DOCUMENT EXCERPT:
DOL Issues Proposed Rule on Independent Contractors
The U.S. DOL has issued a proposed rule to clarify who is an independent contractor under FLSA. The DOL is proposing to rescind a 2021 rule in which two core factors – control over work and opportunity for profit or loss – carried greater weight in determining the status of independent contractors. Under the proposed rule, employers would use a totality-of-the-circumstances analysis, in which all the factors do not have a predetermined weight.
The 2021 rule, which is still in effect, made it easier for employers to classify workers as independent contractors, rather than employees. Under the FLSA, employees are entitled to minimum wage, overtime pay and other benefits. Independent contractors are not entitled to such benefits, but they generally have more flexibility to set their own schedules and work for multiple companies.

PROBLEM TO SOLVE: Summarize the text on the DOL's proposed independent contractor rule in two sentences.

STUDY MATERIAL:
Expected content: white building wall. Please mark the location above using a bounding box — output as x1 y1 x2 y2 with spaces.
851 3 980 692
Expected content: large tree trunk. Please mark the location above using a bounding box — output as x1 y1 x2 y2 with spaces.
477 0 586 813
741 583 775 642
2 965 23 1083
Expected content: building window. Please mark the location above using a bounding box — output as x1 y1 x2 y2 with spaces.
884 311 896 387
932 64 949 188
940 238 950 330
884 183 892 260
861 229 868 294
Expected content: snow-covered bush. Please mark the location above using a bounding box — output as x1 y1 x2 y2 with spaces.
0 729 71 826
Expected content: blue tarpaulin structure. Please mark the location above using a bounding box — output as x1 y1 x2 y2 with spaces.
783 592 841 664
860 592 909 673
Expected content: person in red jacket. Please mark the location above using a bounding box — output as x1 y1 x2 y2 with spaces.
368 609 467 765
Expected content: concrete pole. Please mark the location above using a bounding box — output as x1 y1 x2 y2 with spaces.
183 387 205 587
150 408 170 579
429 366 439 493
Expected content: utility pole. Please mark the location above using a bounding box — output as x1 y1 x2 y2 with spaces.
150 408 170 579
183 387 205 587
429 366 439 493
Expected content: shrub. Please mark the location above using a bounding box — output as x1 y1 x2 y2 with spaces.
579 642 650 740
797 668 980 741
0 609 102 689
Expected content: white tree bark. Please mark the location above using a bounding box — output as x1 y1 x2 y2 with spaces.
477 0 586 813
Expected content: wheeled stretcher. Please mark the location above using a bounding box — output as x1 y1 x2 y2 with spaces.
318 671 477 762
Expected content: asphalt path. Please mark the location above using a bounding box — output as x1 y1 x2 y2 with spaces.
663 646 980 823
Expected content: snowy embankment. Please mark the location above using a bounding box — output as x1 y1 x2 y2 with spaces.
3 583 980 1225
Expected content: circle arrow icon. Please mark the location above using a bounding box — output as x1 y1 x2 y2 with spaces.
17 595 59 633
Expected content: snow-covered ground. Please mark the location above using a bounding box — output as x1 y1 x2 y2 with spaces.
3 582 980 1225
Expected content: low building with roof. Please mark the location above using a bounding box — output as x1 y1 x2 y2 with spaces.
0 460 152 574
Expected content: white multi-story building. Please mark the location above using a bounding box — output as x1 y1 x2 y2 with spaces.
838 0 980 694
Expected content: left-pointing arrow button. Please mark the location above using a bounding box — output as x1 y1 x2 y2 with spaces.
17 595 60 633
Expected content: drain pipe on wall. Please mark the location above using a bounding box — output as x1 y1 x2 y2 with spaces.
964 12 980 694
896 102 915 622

RESPONSE TO THE EXERCISE: The DOL has proposed an FLSA rule that would rescind a 2021 rule giving greater weight to two core factors, control over work and opportunity for profit or loss, and would instead have employers use a totality-of-the-circumstances analysis in which no factor has a predetermined weight. The 2021 rule, still in effect, made it easier to classify workers as independent contractors, who, unlike employees, are not entitled to minimum wage, overtime pay and other benefits but generally have more flexibility to set their schedules and work for multiple companies.